__Problem requirements__
Answer these questions using the post on Wall Street and the 2020 election:
1. Which VIX futures contracts are significantly higher than the surrounding contracts?
2. Which party generally leans toward voting by mail amid the pandemic?
3. In what month does the post say the burning riots took place?

__Text passage__
= = = = =
Wednesday, September 16, 2020

Wall Street Fears No Clear Winner for President

If there is anything that most people know about Wall Street it's that the financial markets don't like uncertainty.  They don't like things that are rare or unheard of.  They want status quo and business as usual.

So when you start thinking about very possible scenarios of Trump winning on November 3 based on the votes cast at polling stations and then the Democrats producing mail in ballots for weeks and weeks declaring Biden as the winner and then that followed up by weeks or months in the Supreme Court...we could have a recipe for some very volatile financial markets.

There is a high probability that the U.S. elections this November are going to be a mess. There are a range of scenarios for market participants to consider that were once unthinkable. What happens if President Donald Trump loses and doesn’t concede? Or if challenger Joe Biden loses and doesn’t concede? Or if Trump again wins via the Electoral College but not the popular vote, setting off civil unrest the likes of which the country has never seen? 

Those aren’t the only scenarios. My personal favorite involves the counting of mail-in ballots, which are likely to set a record by far. Democrats generally lean toward mostly voting by mail amidst the pandemic, while Republicans tend to favor voting in person at polling stations. It is probable that Trump has a commanding lead on election night, which dwindles over the following weeks as the mail-in ballots are counted. Imagine what the political environment would be like under that scenario.

I have no particular call as to who will win the election, but as it pertains to markets, it is less about the outcome of the election and more about the process. For me, the issue with mail-in ballots isn’t the potential for fraud, it’s that they take so long to count. The world will laugh at the U.S. when Nov. 3 comes and goes and there is no declared winner—possibly for weeks.

We’ve learned that investors have placed hedges in advance of the election designed to protect a portfolio against rapid declines. Typically, this is in the form of buying plain vanilla put options on a broad market index, but can also involve more complex hedging strategies. Hedging activity is evident in the prices of futures on the CBOE Volatility Index, or VIX, where October VIX futures (the ones covering the election) are significantly higher than the surrounding contracts. (I placed a hedge on the election a few months ago.)

The hedges have become quite popular, leading to an increase in aggregate levels of implied volatility. Bloomberg News reports that this election is being priced as the most-expensive event risk on record based on a common way to bet on volatility. And what’s really unusual is that volatility has risen as stocks have gone up, which doesn’t happen very often. Part of it is due to election hedging. 

https://www.fa-mag.com/news/wall-street-fears-an-election-with-no-clear-winner-57959.html?section=68&utm_source=FA+Subscribers&utm_campaign=6bed437a8e-FAN_AM_Send_052220_A-B+Split_COPY_01&utm_medium=email&utm_term=0_6bebc79291-6bed437a8e-236452497

2020 may prove to be the most interesting year EVER for America.  From COVID shut down in March, to burning riots in May, to strange weather all summer, to biggest forest fires EVER in fall and now we head into an election that has a high probability of being a mess...which could trigger the most civil unrest that we have EVER seen.  

If you think the video of looters torching Minneapolis in May was crazy, just imagine what those same Democrat looters are going to do if Biden wins the popular vote but loses the electoral college?
= = = = =
__Recorded information__
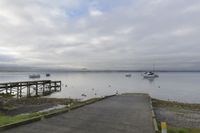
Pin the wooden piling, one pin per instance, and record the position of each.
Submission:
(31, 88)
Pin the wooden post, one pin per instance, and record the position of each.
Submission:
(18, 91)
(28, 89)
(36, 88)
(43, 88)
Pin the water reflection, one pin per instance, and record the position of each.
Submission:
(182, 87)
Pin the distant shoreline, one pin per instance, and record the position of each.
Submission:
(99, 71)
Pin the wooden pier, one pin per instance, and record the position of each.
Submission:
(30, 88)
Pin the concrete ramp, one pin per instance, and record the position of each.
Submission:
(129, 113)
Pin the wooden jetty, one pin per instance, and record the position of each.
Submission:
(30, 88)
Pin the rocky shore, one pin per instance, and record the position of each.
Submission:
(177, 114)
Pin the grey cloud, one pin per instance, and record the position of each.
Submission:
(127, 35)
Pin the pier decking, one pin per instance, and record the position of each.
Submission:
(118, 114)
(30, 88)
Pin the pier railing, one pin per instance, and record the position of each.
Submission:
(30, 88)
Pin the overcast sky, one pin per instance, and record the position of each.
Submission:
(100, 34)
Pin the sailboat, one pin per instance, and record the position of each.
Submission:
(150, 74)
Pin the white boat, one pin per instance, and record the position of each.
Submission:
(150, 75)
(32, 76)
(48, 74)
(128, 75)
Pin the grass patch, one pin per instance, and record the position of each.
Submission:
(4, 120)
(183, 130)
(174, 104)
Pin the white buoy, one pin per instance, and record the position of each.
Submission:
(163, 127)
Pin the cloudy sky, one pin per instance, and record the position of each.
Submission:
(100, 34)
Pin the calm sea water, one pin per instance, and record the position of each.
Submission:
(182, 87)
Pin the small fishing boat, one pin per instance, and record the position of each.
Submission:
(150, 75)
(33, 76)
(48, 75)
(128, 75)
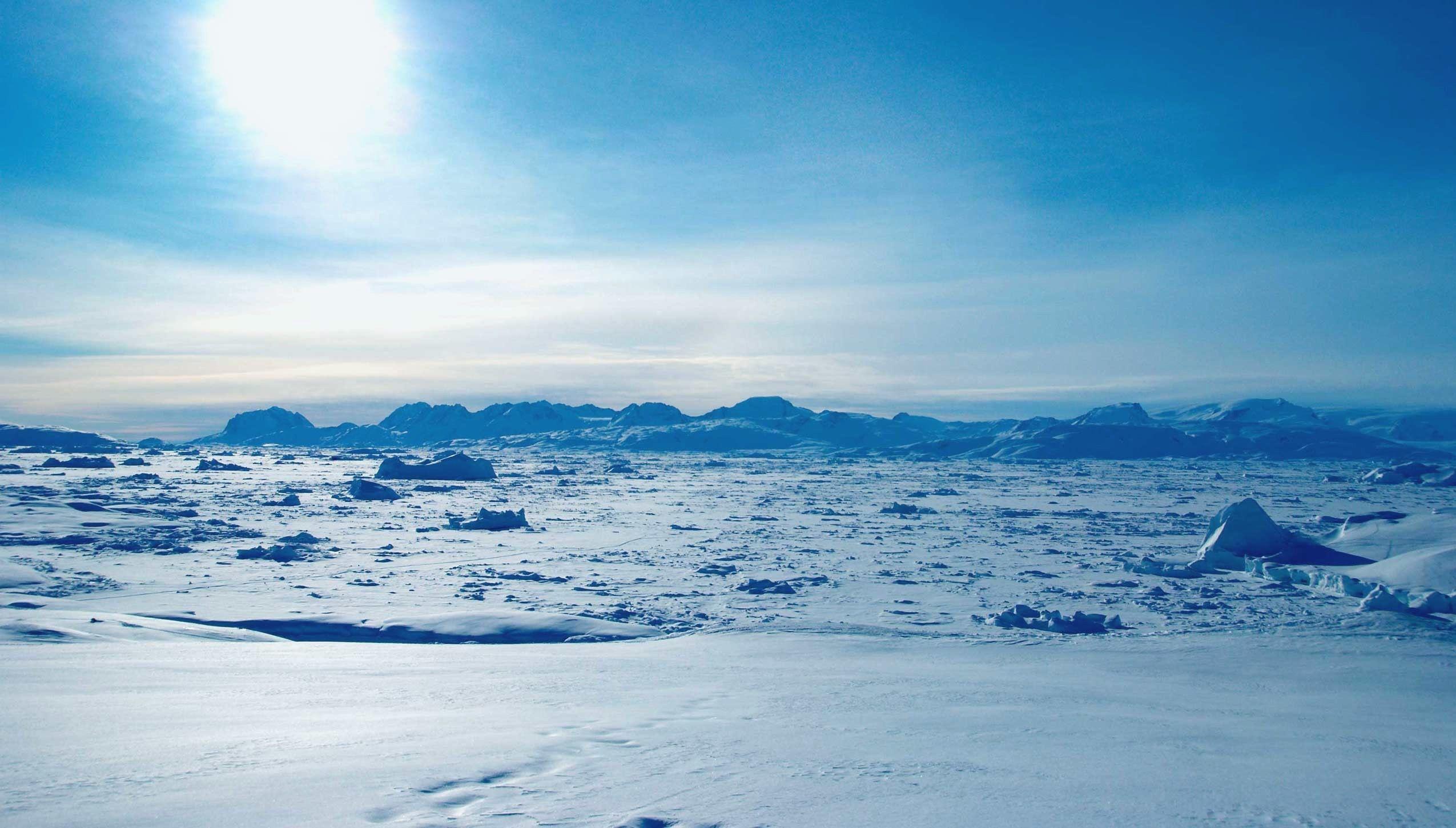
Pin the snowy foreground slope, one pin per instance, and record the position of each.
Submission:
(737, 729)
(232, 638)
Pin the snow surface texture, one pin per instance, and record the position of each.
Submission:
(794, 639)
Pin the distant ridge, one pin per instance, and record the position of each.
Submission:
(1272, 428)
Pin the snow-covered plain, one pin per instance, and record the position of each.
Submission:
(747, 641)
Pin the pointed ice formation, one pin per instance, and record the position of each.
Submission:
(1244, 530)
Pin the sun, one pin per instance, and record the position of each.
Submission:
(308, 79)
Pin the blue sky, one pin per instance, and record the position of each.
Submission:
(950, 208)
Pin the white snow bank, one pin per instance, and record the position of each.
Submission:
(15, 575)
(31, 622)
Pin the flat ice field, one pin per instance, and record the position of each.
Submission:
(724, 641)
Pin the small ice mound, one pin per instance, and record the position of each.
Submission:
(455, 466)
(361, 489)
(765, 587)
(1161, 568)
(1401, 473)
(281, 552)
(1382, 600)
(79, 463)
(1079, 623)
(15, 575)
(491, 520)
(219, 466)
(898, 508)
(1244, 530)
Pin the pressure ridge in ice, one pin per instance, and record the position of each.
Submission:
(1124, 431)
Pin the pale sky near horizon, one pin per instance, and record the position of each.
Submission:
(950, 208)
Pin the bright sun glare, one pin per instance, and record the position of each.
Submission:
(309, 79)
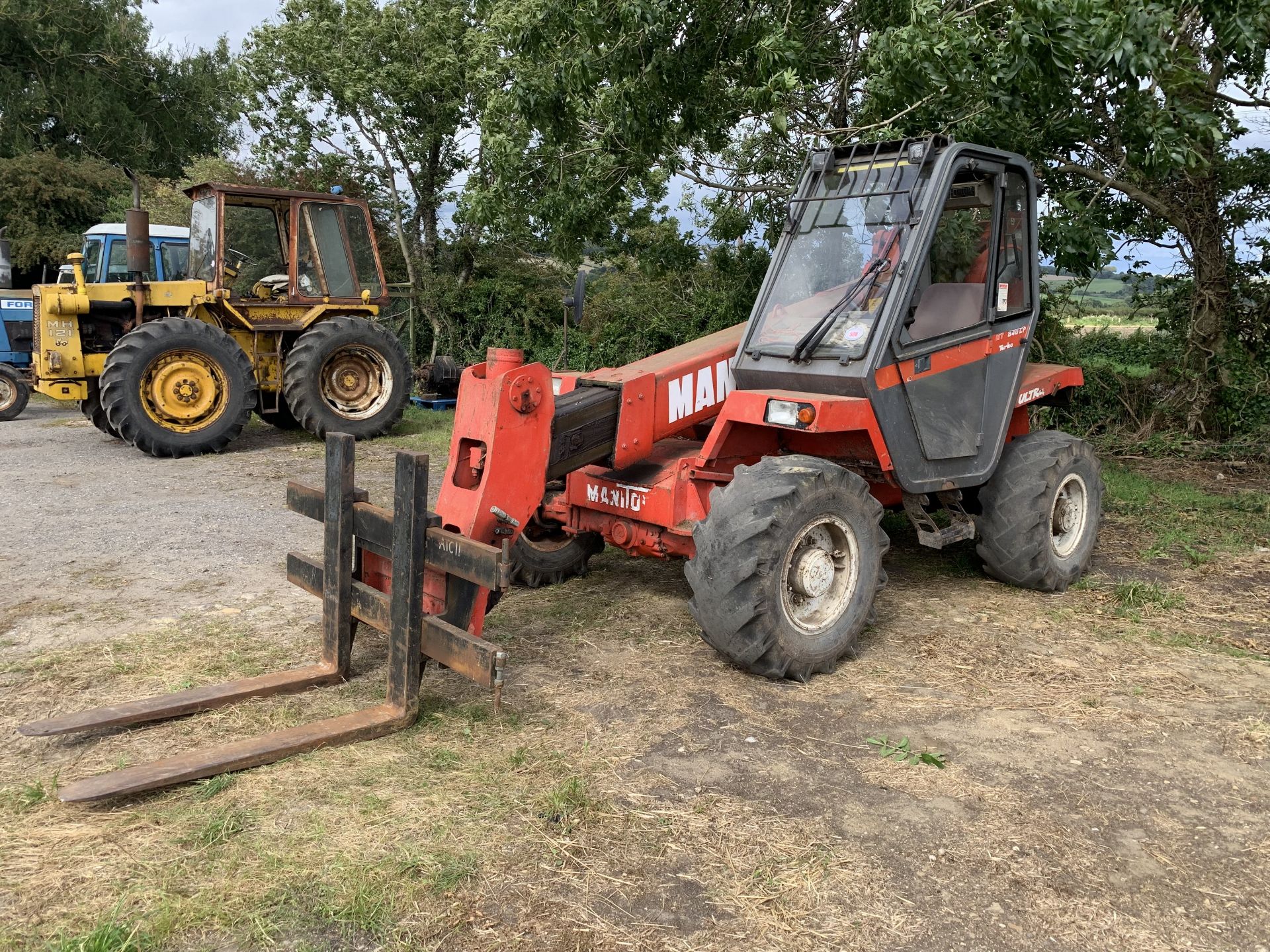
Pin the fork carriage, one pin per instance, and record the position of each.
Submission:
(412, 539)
= = = = =
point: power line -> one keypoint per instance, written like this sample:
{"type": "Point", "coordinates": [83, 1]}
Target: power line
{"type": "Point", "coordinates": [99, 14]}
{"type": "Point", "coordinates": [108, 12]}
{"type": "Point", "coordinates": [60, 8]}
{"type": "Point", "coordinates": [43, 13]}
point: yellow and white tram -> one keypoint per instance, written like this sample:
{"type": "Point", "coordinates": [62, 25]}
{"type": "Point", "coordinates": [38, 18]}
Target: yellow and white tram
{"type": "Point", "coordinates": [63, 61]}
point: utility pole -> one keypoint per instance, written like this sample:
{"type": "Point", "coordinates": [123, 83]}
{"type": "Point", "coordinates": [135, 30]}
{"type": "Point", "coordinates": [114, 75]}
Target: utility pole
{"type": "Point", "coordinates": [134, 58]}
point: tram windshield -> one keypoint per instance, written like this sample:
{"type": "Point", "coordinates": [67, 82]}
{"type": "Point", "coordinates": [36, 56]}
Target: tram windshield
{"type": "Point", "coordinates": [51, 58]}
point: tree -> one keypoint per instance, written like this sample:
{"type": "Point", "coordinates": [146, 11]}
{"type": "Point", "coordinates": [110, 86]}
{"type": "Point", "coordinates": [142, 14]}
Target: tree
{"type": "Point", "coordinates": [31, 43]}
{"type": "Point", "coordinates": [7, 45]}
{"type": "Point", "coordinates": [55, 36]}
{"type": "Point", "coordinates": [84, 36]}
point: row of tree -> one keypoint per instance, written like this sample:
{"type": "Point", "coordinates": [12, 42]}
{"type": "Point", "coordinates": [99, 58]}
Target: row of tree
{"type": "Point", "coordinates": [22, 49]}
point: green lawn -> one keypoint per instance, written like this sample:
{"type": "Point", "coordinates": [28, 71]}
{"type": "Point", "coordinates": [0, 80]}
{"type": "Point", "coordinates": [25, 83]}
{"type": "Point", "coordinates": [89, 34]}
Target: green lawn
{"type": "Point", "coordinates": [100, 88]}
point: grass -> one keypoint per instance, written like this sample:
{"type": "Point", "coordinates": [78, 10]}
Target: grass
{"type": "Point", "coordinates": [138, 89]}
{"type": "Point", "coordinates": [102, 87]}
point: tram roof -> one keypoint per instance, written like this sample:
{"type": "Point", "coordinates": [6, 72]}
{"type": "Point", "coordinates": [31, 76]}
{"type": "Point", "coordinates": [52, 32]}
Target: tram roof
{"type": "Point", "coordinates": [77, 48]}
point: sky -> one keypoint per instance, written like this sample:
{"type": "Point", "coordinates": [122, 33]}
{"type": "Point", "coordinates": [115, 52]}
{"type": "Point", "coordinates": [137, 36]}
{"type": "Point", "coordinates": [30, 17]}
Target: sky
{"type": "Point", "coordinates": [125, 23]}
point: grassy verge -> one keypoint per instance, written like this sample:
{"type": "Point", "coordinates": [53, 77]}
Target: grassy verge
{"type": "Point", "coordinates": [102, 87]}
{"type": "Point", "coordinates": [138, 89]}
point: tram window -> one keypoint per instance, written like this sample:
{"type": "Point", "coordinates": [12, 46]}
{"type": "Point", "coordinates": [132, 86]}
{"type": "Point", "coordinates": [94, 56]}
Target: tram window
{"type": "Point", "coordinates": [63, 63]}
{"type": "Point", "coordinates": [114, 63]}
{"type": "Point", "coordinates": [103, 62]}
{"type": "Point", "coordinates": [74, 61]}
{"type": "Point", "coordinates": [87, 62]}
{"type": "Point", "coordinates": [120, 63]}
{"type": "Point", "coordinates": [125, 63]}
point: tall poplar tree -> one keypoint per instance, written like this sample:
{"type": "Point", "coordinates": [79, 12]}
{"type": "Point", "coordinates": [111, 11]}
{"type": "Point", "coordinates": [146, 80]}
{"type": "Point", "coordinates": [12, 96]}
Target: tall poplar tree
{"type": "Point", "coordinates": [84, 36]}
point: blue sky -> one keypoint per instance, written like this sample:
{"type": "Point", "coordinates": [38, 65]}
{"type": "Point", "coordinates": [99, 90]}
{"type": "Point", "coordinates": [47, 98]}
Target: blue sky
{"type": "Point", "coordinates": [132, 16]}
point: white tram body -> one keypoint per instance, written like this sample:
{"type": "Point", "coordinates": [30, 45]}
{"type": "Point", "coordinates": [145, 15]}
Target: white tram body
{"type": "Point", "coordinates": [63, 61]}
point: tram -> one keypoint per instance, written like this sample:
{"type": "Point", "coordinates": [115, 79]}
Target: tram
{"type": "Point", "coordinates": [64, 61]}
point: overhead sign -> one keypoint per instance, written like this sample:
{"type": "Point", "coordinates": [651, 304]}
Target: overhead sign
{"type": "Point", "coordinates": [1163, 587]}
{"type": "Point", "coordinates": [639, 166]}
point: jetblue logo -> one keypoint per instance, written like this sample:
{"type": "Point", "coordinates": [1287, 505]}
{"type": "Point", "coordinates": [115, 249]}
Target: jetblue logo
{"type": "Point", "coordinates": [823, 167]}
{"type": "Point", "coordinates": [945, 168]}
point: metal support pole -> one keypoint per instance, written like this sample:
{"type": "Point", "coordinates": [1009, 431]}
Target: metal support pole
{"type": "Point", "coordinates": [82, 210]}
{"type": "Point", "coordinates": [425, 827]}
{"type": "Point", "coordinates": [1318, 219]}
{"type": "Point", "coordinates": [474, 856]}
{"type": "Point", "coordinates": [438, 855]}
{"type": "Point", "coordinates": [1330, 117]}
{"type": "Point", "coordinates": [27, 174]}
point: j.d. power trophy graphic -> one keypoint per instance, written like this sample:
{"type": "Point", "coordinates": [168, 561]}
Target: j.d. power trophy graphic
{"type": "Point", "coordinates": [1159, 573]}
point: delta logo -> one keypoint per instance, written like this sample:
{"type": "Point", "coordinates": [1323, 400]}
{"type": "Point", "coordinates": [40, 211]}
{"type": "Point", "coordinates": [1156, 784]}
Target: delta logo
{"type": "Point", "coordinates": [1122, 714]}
= = = = =
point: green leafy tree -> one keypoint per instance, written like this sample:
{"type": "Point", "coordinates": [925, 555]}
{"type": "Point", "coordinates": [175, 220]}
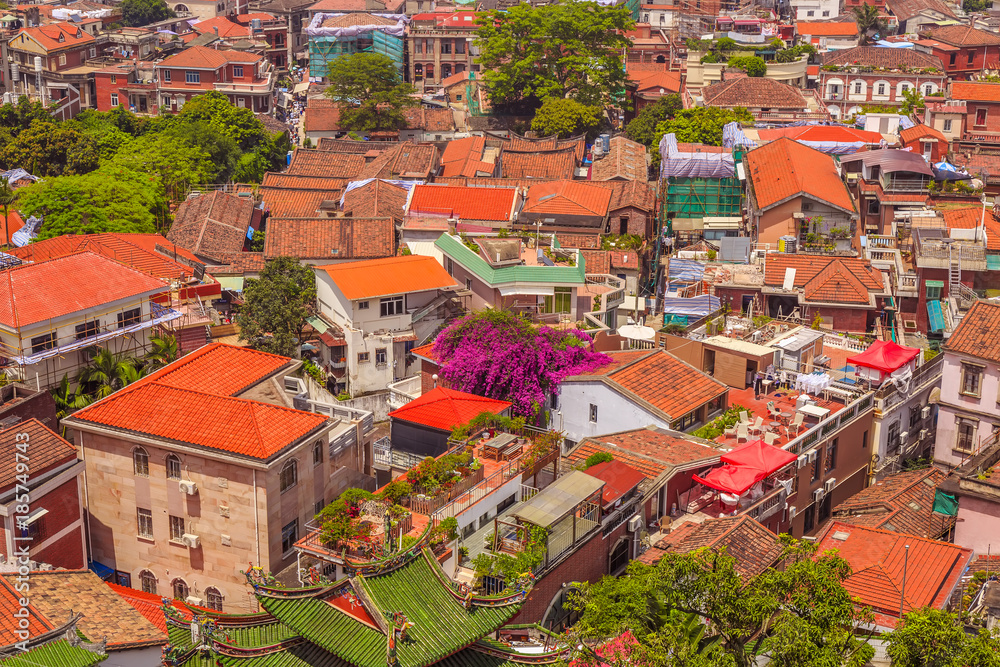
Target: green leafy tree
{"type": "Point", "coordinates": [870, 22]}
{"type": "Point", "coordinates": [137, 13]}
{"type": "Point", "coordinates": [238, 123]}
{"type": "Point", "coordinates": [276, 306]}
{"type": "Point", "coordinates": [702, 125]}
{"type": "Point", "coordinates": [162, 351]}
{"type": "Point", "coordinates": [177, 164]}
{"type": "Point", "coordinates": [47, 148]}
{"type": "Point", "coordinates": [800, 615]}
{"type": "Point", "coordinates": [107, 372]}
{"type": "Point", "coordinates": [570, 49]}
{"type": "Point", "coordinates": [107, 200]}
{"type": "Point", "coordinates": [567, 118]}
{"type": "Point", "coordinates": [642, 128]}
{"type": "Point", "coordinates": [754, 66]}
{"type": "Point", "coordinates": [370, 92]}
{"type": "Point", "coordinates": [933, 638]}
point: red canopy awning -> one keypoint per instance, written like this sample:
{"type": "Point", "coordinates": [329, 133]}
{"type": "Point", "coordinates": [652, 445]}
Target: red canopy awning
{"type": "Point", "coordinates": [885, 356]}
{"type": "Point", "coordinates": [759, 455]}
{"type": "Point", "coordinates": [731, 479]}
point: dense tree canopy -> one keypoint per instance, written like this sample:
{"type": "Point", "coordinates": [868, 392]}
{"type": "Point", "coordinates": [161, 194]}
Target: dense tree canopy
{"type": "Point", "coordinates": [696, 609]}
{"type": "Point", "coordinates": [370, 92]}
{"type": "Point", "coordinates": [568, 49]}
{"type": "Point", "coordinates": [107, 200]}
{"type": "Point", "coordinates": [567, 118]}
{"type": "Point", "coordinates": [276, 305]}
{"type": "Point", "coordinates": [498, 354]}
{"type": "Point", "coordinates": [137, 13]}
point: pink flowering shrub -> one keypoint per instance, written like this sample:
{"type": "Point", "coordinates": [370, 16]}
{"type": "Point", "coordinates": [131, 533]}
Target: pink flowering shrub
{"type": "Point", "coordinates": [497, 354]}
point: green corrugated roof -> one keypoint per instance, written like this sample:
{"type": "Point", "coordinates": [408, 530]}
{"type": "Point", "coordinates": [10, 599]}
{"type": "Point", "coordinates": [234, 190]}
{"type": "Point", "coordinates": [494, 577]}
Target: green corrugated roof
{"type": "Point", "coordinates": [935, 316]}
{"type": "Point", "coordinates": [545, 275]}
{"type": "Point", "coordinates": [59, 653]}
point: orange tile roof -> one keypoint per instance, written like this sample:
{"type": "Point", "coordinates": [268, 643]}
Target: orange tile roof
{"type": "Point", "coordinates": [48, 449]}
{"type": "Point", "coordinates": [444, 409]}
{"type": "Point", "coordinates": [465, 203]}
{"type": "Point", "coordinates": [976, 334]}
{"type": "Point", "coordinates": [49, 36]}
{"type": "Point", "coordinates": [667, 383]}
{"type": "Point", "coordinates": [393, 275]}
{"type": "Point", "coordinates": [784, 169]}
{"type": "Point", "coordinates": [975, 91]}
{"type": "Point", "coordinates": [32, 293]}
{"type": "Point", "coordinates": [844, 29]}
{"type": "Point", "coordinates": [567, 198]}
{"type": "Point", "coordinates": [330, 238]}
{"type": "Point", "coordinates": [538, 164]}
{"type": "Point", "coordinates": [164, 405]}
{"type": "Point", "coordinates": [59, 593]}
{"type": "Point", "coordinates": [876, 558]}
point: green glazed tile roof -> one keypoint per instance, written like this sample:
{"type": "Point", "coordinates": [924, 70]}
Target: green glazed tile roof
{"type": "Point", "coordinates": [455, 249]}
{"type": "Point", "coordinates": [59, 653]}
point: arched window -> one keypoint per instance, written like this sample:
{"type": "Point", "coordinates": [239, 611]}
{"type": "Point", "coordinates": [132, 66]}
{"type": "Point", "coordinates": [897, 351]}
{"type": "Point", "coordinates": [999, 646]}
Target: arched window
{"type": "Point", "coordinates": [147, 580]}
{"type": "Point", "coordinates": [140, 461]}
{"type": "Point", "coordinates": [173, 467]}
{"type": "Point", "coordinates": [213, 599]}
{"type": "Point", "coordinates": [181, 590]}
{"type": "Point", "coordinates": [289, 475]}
= = = = =
__Response box__
1. October VIX futures
2. Democrats
3. May